Reproduce all of the data word for word.

# Given data start

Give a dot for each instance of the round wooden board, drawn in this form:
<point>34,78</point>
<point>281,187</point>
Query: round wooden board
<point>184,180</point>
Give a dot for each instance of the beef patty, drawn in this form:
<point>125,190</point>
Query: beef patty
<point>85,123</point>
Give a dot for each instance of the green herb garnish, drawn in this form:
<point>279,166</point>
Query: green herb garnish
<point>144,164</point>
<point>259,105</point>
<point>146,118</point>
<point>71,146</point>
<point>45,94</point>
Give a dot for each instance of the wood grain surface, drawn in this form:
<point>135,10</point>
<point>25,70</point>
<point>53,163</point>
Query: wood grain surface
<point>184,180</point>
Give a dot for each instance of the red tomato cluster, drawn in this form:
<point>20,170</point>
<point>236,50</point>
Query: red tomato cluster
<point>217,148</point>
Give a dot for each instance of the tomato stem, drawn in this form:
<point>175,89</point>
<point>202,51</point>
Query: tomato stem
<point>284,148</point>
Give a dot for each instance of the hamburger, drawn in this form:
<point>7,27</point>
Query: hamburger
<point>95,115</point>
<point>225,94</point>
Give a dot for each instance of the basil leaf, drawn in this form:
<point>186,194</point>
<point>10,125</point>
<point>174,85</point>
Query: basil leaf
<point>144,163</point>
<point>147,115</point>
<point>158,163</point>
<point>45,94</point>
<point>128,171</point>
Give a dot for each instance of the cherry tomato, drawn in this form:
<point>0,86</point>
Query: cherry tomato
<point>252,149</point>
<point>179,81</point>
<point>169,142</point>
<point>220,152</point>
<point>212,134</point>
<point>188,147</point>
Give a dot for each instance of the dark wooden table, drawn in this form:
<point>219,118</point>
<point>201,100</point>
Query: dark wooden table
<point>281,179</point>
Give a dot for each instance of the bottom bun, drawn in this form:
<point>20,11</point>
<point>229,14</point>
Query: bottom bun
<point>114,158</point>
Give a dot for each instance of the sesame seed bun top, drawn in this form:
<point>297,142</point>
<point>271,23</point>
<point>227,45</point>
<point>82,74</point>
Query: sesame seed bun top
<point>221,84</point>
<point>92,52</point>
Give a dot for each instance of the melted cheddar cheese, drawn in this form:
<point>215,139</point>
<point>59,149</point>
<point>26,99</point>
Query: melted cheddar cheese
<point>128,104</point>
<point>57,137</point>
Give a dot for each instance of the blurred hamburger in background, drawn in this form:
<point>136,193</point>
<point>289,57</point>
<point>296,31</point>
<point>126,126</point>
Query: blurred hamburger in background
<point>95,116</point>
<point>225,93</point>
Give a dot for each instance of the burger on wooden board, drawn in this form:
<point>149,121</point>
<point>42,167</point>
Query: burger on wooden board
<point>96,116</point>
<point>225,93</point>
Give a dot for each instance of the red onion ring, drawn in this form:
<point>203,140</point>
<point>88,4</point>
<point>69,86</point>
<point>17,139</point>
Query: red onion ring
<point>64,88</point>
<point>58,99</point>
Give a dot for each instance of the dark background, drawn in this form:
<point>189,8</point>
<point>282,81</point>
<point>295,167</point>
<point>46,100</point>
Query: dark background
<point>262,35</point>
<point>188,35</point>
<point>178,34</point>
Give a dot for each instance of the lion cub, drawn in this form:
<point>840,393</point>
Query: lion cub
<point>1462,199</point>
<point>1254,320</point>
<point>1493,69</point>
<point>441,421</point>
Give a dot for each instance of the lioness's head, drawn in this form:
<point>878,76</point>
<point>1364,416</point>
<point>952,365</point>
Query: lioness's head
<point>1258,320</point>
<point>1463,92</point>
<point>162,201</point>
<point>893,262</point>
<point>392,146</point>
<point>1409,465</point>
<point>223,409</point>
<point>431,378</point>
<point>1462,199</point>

# Given data end

Result of this task —
Give a dot for each instance of the round wooden board, drawn in this form:
<point>34,78</point>
<point>281,187</point>
Query: round wooden board
<point>184,180</point>
Give a dot for each instance of the beef patty, drawn in this form:
<point>125,190</point>
Query: beef patty
<point>85,123</point>
Give a dot for each instance of the green herb garnish, drawn in this form:
<point>279,166</point>
Query: green herb garnish
<point>144,164</point>
<point>259,105</point>
<point>146,118</point>
<point>71,146</point>
<point>45,94</point>
Give a dot for each instance of the wood grain surface, drawn in this form:
<point>135,10</point>
<point>25,70</point>
<point>53,163</point>
Query: wood grain surface
<point>184,180</point>
Give a dot for each instance of the red tomato cluster, drawn in this form:
<point>20,170</point>
<point>236,50</point>
Query: red tomato cluster
<point>217,148</point>
Give a dot for each instance of the tomato stem, drawn in this form:
<point>175,89</point>
<point>202,51</point>
Query: tomato stem
<point>284,148</point>
Give a dot for each instance of the hamburger, drawn in this form:
<point>7,27</point>
Query: hamburger
<point>95,115</point>
<point>225,94</point>
Give a dot for each instance of the basil leaf, drawn in this form:
<point>186,194</point>
<point>10,125</point>
<point>174,85</point>
Query: basil leaf
<point>144,163</point>
<point>147,115</point>
<point>158,163</point>
<point>45,94</point>
<point>128,171</point>
Give a dot for each instance of the cherry tomato, drawn in this form:
<point>0,86</point>
Query: cherry tomato
<point>252,149</point>
<point>179,81</point>
<point>169,142</point>
<point>220,152</point>
<point>212,134</point>
<point>188,147</point>
Give a dot for each instance of the dark wooden table, drawn in this form:
<point>219,118</point>
<point>201,100</point>
Query: dark wooden table
<point>281,179</point>
Give a dot for each instance of the bottom bun, drawn in this form:
<point>20,11</point>
<point>229,14</point>
Query: bottom bun
<point>114,158</point>
Give a dot for each instance of the sesame seed bun top, drawn in this form:
<point>297,142</point>
<point>271,23</point>
<point>227,45</point>
<point>82,74</point>
Query: sesame seed bun top
<point>221,84</point>
<point>92,52</point>
Give a dot for each instance of the melted cheddar cheese, drawn in this form:
<point>215,139</point>
<point>59,149</point>
<point>26,99</point>
Query: melted cheddar cheese
<point>128,104</point>
<point>57,137</point>
Give a dot for each instance of the blurred hamburger in background, drawn in this form:
<point>136,193</point>
<point>289,57</point>
<point>296,31</point>
<point>126,126</point>
Query: blurred hamburger in background
<point>95,116</point>
<point>225,93</point>
Give a dot for each instance of the burger on wooden board, drawn in this form:
<point>149,121</point>
<point>42,167</point>
Query: burger on wooden board
<point>96,116</point>
<point>225,93</point>
Give a dot for each instance of the red onion ring, drawn in this form:
<point>203,140</point>
<point>88,4</point>
<point>69,86</point>
<point>17,139</point>
Query: red onion ring
<point>64,88</point>
<point>58,99</point>
Give a dot for each instance of the dark background, drawn in this form:
<point>189,8</point>
<point>282,81</point>
<point>295,167</point>
<point>46,100</point>
Query: dark background
<point>262,35</point>
<point>188,35</point>
<point>178,34</point>
Give a dot for each instance of the lion cub, drawn in this form:
<point>840,393</point>
Query: lion cub
<point>1462,199</point>
<point>1254,320</point>
<point>1493,69</point>
<point>441,421</point>
Give a dot for each instance of the lioness's head, drawn in this form:
<point>878,76</point>
<point>1364,416</point>
<point>952,365</point>
Query: lioness's head
<point>1258,320</point>
<point>1463,92</point>
<point>162,201</point>
<point>893,262</point>
<point>392,146</point>
<point>1409,465</point>
<point>223,409</point>
<point>431,378</point>
<point>1462,199</point>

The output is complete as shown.